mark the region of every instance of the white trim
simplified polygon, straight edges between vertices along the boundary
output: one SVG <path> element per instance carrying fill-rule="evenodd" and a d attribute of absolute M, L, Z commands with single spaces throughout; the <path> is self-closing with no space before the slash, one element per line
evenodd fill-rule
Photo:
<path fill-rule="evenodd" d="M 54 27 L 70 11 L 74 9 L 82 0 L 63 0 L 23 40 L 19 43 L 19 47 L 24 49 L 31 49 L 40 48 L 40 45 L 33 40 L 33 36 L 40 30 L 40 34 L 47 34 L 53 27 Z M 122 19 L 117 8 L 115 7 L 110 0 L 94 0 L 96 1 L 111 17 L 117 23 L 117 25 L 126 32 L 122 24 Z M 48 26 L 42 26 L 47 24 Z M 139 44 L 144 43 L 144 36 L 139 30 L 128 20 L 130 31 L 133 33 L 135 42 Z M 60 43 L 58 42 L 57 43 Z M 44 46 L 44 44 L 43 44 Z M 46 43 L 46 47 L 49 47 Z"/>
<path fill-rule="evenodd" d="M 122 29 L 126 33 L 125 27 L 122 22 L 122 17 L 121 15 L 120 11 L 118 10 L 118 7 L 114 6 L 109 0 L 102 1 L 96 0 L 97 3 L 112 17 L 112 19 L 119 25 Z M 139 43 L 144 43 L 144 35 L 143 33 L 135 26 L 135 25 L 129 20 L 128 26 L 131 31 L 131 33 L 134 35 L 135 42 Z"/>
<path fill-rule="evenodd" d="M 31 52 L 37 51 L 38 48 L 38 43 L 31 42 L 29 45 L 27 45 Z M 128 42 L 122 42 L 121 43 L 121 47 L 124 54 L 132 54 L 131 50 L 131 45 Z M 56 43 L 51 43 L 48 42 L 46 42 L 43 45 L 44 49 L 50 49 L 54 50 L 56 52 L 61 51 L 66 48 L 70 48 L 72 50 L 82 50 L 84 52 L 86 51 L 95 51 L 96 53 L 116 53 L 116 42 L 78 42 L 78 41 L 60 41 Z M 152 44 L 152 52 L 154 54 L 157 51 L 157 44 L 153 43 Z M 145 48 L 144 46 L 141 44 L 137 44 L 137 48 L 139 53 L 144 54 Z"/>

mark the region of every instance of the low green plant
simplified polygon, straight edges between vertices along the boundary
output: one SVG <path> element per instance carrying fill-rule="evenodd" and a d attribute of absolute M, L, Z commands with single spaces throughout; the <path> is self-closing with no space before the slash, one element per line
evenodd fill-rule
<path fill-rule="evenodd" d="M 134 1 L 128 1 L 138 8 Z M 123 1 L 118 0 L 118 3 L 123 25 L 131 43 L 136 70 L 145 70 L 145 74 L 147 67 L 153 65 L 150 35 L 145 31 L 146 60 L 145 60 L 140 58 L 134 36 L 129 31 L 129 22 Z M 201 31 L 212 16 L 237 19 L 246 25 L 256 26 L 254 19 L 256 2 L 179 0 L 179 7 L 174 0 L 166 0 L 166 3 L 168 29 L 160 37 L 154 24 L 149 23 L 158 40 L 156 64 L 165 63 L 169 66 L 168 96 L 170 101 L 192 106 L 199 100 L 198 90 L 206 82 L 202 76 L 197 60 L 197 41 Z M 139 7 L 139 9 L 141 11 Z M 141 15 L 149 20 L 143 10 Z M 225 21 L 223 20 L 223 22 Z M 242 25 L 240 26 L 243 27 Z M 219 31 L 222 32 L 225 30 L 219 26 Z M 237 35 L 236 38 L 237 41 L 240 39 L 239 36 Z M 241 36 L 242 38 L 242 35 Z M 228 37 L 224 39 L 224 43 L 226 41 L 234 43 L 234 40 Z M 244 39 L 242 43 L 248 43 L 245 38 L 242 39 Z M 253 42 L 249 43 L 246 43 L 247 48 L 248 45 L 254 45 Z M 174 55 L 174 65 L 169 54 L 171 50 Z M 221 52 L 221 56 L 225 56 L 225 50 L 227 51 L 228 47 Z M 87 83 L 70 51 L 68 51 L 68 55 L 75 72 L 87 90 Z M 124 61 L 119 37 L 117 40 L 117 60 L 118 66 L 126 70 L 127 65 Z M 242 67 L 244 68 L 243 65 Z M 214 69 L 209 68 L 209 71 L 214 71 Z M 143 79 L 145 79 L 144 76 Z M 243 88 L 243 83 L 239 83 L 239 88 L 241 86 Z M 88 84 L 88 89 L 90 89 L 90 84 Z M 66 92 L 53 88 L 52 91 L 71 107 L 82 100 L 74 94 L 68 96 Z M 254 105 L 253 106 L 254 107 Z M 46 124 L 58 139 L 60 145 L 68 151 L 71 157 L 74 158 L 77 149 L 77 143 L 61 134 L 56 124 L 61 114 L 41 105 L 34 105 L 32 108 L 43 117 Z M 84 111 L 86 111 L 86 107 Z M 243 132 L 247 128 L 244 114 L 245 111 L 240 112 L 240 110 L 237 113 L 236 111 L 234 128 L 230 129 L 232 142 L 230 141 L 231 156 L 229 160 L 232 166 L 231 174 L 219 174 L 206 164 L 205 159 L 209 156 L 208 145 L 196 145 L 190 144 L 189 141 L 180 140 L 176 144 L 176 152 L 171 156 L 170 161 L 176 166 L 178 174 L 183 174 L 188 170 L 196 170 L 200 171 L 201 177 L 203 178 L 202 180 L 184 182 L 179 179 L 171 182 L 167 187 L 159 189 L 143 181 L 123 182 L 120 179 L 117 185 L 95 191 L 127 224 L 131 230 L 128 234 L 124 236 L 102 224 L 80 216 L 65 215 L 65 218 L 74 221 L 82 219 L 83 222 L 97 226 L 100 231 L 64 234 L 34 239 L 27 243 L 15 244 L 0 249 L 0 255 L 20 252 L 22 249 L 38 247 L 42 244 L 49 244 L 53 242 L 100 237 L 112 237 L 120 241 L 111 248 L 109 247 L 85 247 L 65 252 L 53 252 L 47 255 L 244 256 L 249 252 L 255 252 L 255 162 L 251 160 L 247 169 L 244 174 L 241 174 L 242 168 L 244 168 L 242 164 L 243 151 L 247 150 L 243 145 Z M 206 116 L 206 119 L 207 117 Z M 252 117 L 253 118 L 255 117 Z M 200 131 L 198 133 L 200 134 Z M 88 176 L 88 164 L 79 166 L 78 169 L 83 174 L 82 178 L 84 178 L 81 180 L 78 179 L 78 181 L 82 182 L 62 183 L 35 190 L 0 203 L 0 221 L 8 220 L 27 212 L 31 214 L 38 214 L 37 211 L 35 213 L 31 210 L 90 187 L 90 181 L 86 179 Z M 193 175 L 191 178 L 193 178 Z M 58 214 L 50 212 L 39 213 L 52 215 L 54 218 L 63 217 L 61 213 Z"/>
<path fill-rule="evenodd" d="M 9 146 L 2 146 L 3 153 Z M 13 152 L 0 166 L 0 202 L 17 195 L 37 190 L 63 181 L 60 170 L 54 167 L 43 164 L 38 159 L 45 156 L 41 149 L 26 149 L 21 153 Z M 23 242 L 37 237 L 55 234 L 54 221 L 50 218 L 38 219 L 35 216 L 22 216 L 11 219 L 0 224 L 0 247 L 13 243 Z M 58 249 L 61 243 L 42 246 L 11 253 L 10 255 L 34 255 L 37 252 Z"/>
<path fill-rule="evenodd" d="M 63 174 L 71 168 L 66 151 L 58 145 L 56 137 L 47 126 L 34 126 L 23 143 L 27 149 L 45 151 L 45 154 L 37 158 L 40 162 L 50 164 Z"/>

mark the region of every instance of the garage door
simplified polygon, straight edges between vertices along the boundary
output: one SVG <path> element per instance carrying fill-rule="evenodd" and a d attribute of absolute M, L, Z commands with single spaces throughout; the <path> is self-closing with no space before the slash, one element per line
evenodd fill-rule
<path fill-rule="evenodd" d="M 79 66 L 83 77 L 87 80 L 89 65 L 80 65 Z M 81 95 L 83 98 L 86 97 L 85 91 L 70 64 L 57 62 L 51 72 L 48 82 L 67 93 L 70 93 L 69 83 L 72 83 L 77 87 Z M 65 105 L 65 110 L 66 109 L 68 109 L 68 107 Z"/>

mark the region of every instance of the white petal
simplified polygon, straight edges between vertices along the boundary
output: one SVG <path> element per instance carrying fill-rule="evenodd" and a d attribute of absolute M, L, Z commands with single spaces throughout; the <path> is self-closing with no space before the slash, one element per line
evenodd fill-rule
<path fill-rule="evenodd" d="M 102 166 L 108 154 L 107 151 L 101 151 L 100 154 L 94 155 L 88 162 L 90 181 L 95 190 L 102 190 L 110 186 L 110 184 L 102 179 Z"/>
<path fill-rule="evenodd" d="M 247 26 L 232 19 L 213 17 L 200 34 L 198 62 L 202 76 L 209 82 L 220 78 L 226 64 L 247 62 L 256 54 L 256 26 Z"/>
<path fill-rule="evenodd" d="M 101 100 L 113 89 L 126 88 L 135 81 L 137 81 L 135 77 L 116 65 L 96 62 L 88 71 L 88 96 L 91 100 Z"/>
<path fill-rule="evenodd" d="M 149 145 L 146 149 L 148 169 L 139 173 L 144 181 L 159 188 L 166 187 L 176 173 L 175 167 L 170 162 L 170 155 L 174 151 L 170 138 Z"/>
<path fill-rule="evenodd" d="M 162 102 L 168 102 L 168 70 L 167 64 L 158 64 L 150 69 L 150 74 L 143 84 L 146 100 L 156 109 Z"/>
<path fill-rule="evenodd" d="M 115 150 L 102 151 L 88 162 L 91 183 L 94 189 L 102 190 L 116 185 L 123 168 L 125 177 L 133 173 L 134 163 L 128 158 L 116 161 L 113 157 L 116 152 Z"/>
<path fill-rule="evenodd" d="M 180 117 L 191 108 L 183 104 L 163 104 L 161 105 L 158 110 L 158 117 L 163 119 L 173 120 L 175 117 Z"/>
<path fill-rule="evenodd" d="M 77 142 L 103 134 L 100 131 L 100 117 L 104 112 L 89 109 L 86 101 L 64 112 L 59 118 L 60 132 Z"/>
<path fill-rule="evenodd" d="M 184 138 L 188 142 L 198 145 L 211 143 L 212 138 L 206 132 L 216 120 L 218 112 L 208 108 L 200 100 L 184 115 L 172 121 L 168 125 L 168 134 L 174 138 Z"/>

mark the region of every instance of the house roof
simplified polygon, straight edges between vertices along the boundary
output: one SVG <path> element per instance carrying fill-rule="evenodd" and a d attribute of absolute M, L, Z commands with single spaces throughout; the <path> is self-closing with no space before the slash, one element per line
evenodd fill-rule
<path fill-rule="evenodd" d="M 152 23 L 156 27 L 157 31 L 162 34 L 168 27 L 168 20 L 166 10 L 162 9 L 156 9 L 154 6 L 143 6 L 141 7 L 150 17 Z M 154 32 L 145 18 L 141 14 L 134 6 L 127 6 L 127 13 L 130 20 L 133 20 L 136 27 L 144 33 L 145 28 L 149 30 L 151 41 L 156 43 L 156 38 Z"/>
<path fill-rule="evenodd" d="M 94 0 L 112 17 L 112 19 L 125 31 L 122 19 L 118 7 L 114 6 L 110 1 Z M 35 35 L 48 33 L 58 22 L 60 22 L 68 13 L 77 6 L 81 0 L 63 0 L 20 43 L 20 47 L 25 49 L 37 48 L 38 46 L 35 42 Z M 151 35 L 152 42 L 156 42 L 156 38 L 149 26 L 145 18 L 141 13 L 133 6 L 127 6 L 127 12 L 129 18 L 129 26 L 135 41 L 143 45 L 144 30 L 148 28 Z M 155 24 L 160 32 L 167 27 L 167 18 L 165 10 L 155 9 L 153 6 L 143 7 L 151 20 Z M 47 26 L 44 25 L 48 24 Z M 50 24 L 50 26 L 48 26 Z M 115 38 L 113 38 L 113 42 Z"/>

_ _ _

## WHAT IS BEING ASKED
Copy out the records starting at the line that has "mark the region of every instance of the garage" and ending after the line that has "65 105 L 65", with both of those lines included.

## CORRECT ANSWER
mark the region of every instance of the garage door
simplified polygon, straight edges between vertices along the boundary
output: one SVG <path> element per instance carrying fill-rule="evenodd" and a d attribute of absolute M, L, Z commands with single spaces throughout; the <path> is self-closing with no space before the slash, one element per line
evenodd fill-rule
<path fill-rule="evenodd" d="M 79 66 L 83 77 L 87 80 L 89 65 L 80 65 Z M 81 95 L 83 98 L 86 97 L 85 91 L 70 64 L 57 62 L 51 72 L 48 82 L 67 93 L 70 93 L 69 83 L 72 83 L 77 87 Z M 65 105 L 65 110 L 66 109 L 68 109 L 68 107 Z"/>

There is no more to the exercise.